■ Instructions to follow ■
For each line of the data that includes the word "river", copy the line.

---------- Data supplied

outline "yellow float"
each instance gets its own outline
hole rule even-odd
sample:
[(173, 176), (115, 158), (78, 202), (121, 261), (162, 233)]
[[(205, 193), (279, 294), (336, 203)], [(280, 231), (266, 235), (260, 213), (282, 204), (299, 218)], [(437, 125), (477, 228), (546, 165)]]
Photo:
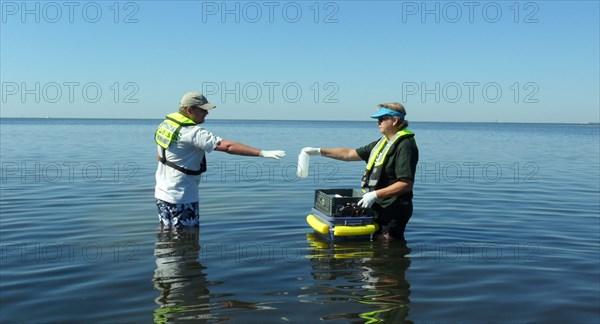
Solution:
[(333, 234), (333, 236), (361, 236), (361, 235), (371, 235), (379, 229), (376, 223), (368, 224), (368, 225), (332, 225), (330, 228), (327, 223), (322, 222), (313, 214), (309, 214), (306, 216), (306, 222), (310, 227), (312, 227), (315, 231), (328, 235)]
[(369, 224), (366, 224), (364, 217), (361, 219), (361, 223), (356, 223), (355, 219), (350, 217), (327, 217), (315, 209), (306, 216), (306, 222), (315, 232), (331, 240), (338, 238), (370, 240), (373, 233), (379, 229), (375, 222), (370, 221)]

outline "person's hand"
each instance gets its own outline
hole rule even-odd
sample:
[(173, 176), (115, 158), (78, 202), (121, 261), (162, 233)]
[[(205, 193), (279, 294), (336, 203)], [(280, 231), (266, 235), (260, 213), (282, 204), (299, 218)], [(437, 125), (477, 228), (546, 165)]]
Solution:
[(302, 149), (302, 152), (308, 155), (321, 155), (321, 148), (319, 147), (305, 147)]
[(375, 191), (369, 191), (363, 195), (362, 199), (358, 202), (358, 206), (362, 208), (371, 208), (377, 201), (377, 194)]
[(258, 155), (267, 159), (279, 160), (285, 156), (285, 151), (260, 151)]

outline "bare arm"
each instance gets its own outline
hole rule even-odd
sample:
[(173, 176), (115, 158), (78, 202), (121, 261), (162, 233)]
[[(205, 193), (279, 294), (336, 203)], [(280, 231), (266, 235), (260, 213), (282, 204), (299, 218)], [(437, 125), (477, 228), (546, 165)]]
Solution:
[(260, 154), (260, 150), (257, 148), (228, 140), (221, 140), (221, 143), (215, 147), (215, 150), (229, 154), (245, 156), (258, 156)]
[(321, 148), (321, 155), (342, 161), (362, 161), (356, 150), (351, 148)]

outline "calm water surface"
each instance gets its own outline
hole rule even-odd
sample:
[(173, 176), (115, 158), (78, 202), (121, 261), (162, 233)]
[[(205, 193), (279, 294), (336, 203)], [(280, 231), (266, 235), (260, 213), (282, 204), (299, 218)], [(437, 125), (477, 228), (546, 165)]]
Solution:
[(158, 120), (0, 122), (0, 321), (599, 323), (598, 126), (413, 123), (408, 246), (325, 241), (315, 189), (356, 188), (373, 122), (213, 121), (280, 160), (214, 152), (199, 230), (153, 200)]

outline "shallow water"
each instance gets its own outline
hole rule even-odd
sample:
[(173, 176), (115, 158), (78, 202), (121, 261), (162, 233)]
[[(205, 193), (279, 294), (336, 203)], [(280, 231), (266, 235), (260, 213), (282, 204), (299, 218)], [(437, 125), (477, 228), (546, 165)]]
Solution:
[(305, 217), (318, 188), (356, 188), (372, 122), (226, 121), (198, 231), (161, 231), (157, 120), (2, 119), (2, 322), (600, 322), (598, 126), (412, 123), (408, 246), (331, 243)]

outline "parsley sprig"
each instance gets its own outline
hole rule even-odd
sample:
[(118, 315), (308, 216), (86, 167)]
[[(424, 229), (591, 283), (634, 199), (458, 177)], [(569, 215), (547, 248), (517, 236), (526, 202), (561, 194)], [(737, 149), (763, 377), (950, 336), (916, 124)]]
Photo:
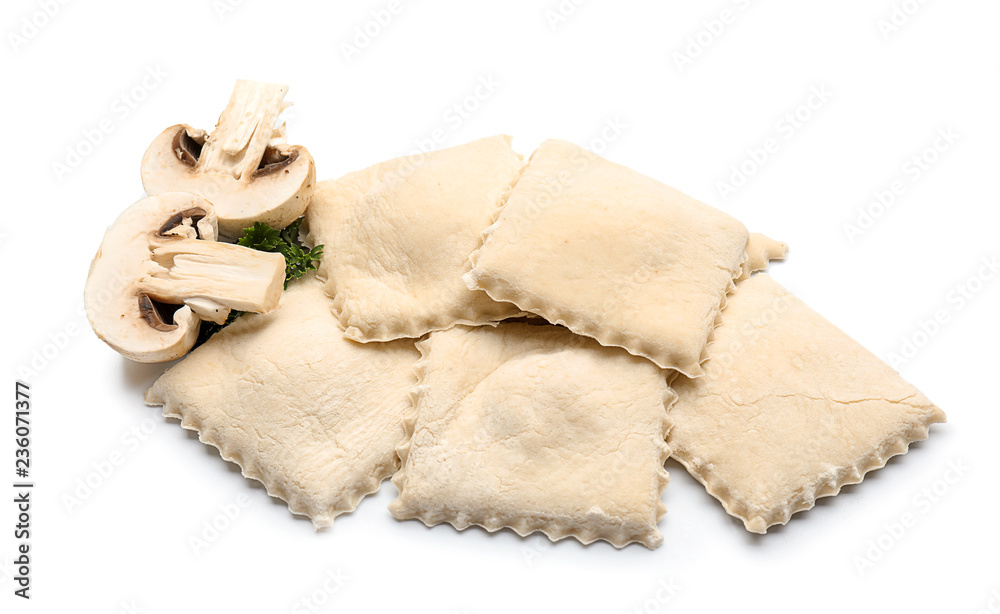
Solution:
[[(315, 271), (323, 257), (322, 245), (307, 250), (299, 241), (299, 227), (304, 219), (300, 217), (282, 230), (275, 230), (264, 222), (255, 222), (253, 226), (243, 230), (243, 236), (237, 239), (236, 244), (262, 252), (278, 252), (284, 256), (285, 288), (288, 288), (288, 282), (299, 279), (309, 271)], [(223, 324), (202, 322), (195, 347), (208, 341), (209, 337), (232, 324), (244, 313), (235, 309), (230, 311)]]
[(282, 230), (275, 230), (264, 222), (255, 222), (243, 231), (237, 245), (251, 247), (262, 252), (278, 252), (285, 257), (285, 287), (288, 282), (298, 279), (309, 271), (316, 270), (316, 263), (323, 257), (323, 246), (317, 245), (306, 250), (299, 242), (299, 218)]

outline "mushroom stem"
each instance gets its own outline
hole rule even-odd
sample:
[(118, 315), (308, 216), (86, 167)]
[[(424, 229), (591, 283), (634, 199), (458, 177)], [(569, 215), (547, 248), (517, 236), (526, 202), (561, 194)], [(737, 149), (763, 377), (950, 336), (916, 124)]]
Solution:
[(257, 170), (267, 147), (275, 140), (284, 142), (284, 128), (274, 124), (287, 92), (287, 86), (277, 83), (237, 81), (229, 105), (205, 140), (197, 171), (240, 179)]
[(239, 245), (193, 238), (151, 240), (151, 267), (139, 290), (161, 303), (184, 304), (203, 320), (225, 322), (231, 309), (278, 307), (285, 258)]

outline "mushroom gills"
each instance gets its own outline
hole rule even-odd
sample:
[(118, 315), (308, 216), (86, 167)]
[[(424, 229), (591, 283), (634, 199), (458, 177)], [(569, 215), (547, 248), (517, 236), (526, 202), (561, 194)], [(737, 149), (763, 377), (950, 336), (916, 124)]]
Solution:
[(188, 166), (197, 166), (198, 159), (201, 158), (201, 149), (205, 145), (207, 134), (204, 130), (181, 129), (174, 135), (174, 142), (171, 146), (177, 159)]
[[(282, 112), (288, 87), (237, 81), (215, 129), (175, 124), (156, 137), (142, 159), (150, 195), (189, 192), (211, 201), (220, 237), (235, 239), (264, 222), (281, 229), (298, 219), (316, 183), (316, 165), (301, 145), (289, 145)], [(205, 238), (205, 237), (201, 237)]]
[(177, 330), (174, 324), (174, 313), (180, 305), (161, 303), (149, 298), (148, 294), (139, 295), (139, 313), (146, 323), (162, 333)]
[(208, 212), (200, 207), (178, 211), (170, 216), (156, 234), (161, 237), (183, 237), (215, 241), (215, 226), (206, 218)]

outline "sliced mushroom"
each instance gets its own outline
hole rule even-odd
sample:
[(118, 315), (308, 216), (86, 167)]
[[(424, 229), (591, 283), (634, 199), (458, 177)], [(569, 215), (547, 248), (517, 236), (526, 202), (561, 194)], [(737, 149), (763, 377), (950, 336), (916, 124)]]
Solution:
[(201, 320), (276, 309), (284, 257), (217, 235), (215, 208), (195, 194), (167, 192), (126, 209), (104, 235), (84, 290), (97, 336), (132, 360), (163, 362), (191, 349)]
[(285, 142), (275, 121), (288, 87), (237, 81), (215, 130), (177, 124), (164, 130), (142, 159), (148, 194), (192, 192), (215, 205), (219, 230), (237, 237), (254, 222), (284, 228), (305, 211), (316, 166), (301, 145)]

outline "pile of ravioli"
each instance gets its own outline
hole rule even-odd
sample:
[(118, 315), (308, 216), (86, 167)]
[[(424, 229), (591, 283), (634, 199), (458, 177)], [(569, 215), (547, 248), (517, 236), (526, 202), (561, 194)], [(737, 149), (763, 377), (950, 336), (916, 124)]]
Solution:
[(678, 460), (764, 533), (944, 414), (760, 272), (784, 244), (564, 141), (322, 182), (319, 270), (146, 394), (317, 527), (394, 517), (663, 542)]

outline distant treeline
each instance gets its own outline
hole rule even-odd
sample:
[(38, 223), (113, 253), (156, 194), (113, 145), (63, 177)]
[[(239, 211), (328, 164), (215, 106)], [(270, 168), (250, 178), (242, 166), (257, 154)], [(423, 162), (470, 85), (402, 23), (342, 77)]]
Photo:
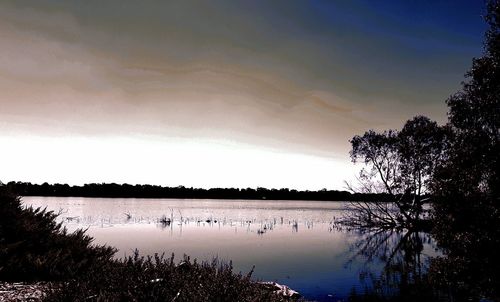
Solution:
[(11, 191), (21, 196), (61, 196), (61, 197), (133, 197), (133, 198), (193, 198), (193, 199), (270, 199), (270, 200), (332, 200), (332, 201), (373, 201), (381, 200), (383, 194), (351, 194), (347, 191), (319, 190), (298, 191), (290, 189), (266, 188), (186, 188), (162, 187), (154, 185), (130, 185), (116, 183), (92, 183), (83, 186), (68, 184), (32, 184), (29, 182), (9, 182)]

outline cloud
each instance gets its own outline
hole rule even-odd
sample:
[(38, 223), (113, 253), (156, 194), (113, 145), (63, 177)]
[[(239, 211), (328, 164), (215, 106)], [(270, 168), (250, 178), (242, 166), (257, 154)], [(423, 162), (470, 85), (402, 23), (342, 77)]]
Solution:
[(425, 40), (360, 3), (0, 5), (3, 133), (212, 138), (340, 155), (368, 128), (419, 113), (444, 119), (466, 57), (429, 55), (432, 41), (463, 42), (457, 34)]
[(7, 9), (2, 17), (4, 133), (208, 137), (325, 155), (369, 125), (348, 101), (272, 69), (124, 58), (82, 43), (95, 33), (70, 13)]

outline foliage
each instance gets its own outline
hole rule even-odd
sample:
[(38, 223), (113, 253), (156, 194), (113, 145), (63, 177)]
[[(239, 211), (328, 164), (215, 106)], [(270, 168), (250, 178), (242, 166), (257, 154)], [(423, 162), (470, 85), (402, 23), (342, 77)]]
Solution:
[(454, 132), (454, 140), (448, 158), (439, 168), (433, 191), (448, 197), (482, 196), (482, 199), (489, 199), (498, 205), (499, 1), (490, 1), (488, 8), (486, 20), (490, 28), (486, 33), (484, 56), (473, 60), (462, 89), (447, 100), (449, 126)]
[(198, 263), (188, 257), (129, 257), (91, 270), (65, 283), (48, 301), (289, 301), (247, 275), (234, 274), (231, 263)]
[(91, 183), (83, 186), (68, 184), (32, 184), (9, 182), (12, 191), (22, 196), (81, 196), (81, 197), (134, 197), (134, 198), (201, 198), (201, 199), (268, 199), (268, 200), (373, 200), (376, 194), (351, 194), (347, 191), (266, 188), (186, 188), (156, 185), (130, 185)]
[(488, 2), (486, 21), (484, 55), (447, 100), (454, 137), (432, 180), (433, 234), (446, 257), (431, 273), (458, 296), (500, 300), (500, 1)]
[(68, 233), (57, 214), (23, 207), (0, 183), (0, 279), (62, 280), (109, 260), (115, 250), (92, 245), (78, 230)]
[(428, 200), (429, 180), (443, 158), (449, 139), (447, 127), (424, 116), (416, 116), (401, 131), (370, 130), (351, 140), (353, 162), (361, 170), (361, 192), (386, 193), (385, 199), (354, 203), (349, 221), (360, 227), (415, 228), (421, 222)]

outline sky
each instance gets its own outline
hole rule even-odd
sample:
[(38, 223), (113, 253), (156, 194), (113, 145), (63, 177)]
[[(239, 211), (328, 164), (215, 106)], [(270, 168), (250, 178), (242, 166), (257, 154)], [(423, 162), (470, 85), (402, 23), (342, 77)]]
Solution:
[(344, 189), (349, 139), (445, 100), (469, 1), (4, 0), (0, 181)]

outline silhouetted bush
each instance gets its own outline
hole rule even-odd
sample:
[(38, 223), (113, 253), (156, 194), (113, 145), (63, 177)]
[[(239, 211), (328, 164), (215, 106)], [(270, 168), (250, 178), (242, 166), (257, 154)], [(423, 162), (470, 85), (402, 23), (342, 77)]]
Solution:
[(109, 261), (115, 249), (92, 245), (82, 230), (68, 233), (57, 214), (21, 205), (0, 183), (0, 279), (64, 280)]

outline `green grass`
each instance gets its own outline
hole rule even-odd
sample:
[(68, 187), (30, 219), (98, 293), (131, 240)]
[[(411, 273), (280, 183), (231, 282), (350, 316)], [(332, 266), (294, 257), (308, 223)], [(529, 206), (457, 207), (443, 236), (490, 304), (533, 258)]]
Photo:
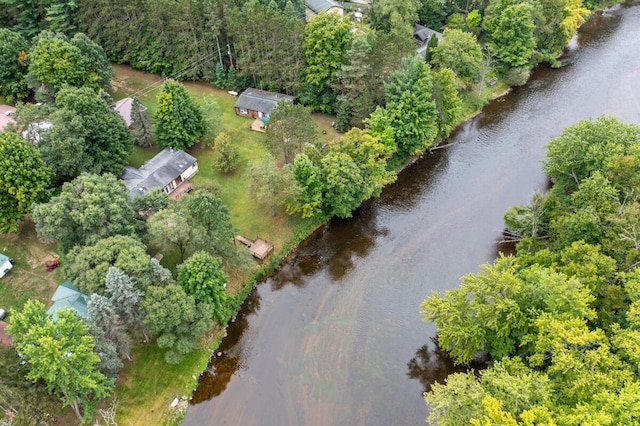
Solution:
[[(140, 101), (153, 114), (157, 109), (159, 85), (156, 83), (159, 80), (158, 76), (116, 65), (113, 97), (121, 99), (137, 93)], [(269, 207), (256, 202), (249, 192), (247, 168), (251, 161), (262, 158), (267, 152), (266, 135), (249, 130), (252, 119), (235, 114), (233, 105), (236, 97), (205, 83), (188, 82), (185, 86), (198, 102), (202, 103), (204, 96), (215, 97), (222, 113), (224, 131), (230, 135), (239, 153), (237, 168), (231, 173), (222, 174), (212, 167), (213, 149), (202, 144), (192, 147), (189, 153), (198, 159), (200, 169), (191, 179), (192, 185), (195, 188), (210, 189), (220, 197), (229, 208), (232, 223), (238, 228), (239, 234), (247, 238), (258, 235), (266, 238), (274, 243), (274, 253), (282, 255), (283, 248), (290, 247), (295, 238), (311, 228), (307, 221), (291, 217), (283, 211), (278, 211), (272, 217)], [(152, 90), (145, 90), (149, 87)], [(314, 114), (313, 119), (323, 143), (331, 143), (339, 138), (330, 125), (333, 121), (331, 117)], [(158, 151), (158, 148), (136, 147), (129, 157), (129, 163), (139, 167)], [(164, 254), (162, 263), (175, 269), (179, 262), (177, 252)], [(253, 270), (259, 266), (255, 262)], [(228, 288), (231, 291), (240, 291), (251, 274), (251, 271), (245, 270), (226, 272), (230, 275)], [(212, 330), (214, 335), (219, 332), (220, 330)], [(216, 345), (216, 342), (207, 344), (210, 348)], [(179, 419), (180, 410), (172, 409), (170, 403), (177, 396), (190, 396), (198, 374), (207, 365), (210, 352), (194, 352), (176, 366), (167, 364), (163, 353), (155, 345), (140, 345), (136, 348), (134, 362), (125, 364), (116, 386), (120, 424), (171, 424)]]
[[(207, 366), (210, 352), (188, 354), (177, 365), (167, 364), (164, 351), (154, 345), (140, 345), (125, 363), (117, 383), (117, 421), (124, 425), (176, 424), (184, 415), (197, 377)], [(178, 398), (177, 407), (171, 402)]]
[(20, 310), (28, 299), (51, 304), (57, 285), (63, 281), (62, 267), (48, 272), (46, 264), (58, 258), (55, 245), (38, 240), (33, 223), (27, 220), (17, 232), (0, 235), (0, 253), (16, 261), (11, 273), (0, 279), (0, 308), (9, 312)]

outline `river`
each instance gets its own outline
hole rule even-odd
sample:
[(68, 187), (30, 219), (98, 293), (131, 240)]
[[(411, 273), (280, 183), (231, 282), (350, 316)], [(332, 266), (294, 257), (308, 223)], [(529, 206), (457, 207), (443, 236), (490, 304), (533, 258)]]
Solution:
[(595, 15), (562, 57), (491, 102), (454, 145), (332, 220), (250, 295), (185, 425), (420, 425), (452, 370), (421, 301), (500, 249), (504, 211), (548, 185), (549, 139), (577, 120), (640, 124), (640, 3)]

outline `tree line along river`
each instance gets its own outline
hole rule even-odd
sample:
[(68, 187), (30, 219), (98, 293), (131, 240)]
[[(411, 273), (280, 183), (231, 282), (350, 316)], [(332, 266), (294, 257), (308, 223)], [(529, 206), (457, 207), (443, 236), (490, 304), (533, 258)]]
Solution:
[(419, 305), (501, 249), (505, 210), (548, 185), (549, 139), (606, 114), (640, 124), (640, 3), (595, 14), (562, 57), (458, 128), (353, 219), (261, 283), (203, 372), (185, 425), (419, 425), (452, 372)]

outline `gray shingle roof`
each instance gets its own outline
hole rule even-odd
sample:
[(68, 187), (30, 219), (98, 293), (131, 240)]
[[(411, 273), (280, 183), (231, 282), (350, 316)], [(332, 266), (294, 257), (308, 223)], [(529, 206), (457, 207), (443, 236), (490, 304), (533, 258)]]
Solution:
[(332, 7), (339, 7), (340, 9), (343, 9), (340, 3), (333, 0), (306, 0), (304, 4), (315, 13), (320, 13), (323, 10), (329, 10)]
[(293, 102), (293, 96), (282, 93), (267, 92), (260, 89), (247, 89), (240, 94), (234, 107), (247, 110), (259, 111), (264, 115), (269, 115), (271, 110), (282, 99)]
[(51, 300), (54, 303), (47, 310), (47, 313), (51, 315), (53, 322), (58, 320), (58, 311), (66, 308), (73, 309), (76, 314), (83, 318), (89, 316), (87, 295), (80, 292), (80, 290), (69, 281), (65, 281), (58, 286)]
[(196, 161), (184, 151), (165, 148), (139, 169), (126, 166), (120, 178), (129, 188), (131, 197), (135, 197), (153, 188), (164, 188)]

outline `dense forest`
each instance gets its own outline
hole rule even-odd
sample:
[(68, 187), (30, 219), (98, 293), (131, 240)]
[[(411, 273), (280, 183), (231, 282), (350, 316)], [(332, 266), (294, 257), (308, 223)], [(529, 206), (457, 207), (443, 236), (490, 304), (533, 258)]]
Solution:
[(547, 146), (546, 194), (505, 214), (501, 256), (422, 304), (459, 364), (425, 394), (437, 425), (640, 422), (640, 127), (602, 117)]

--------------------

■ Solved problem ■
outline `river`
outline `tree line along river`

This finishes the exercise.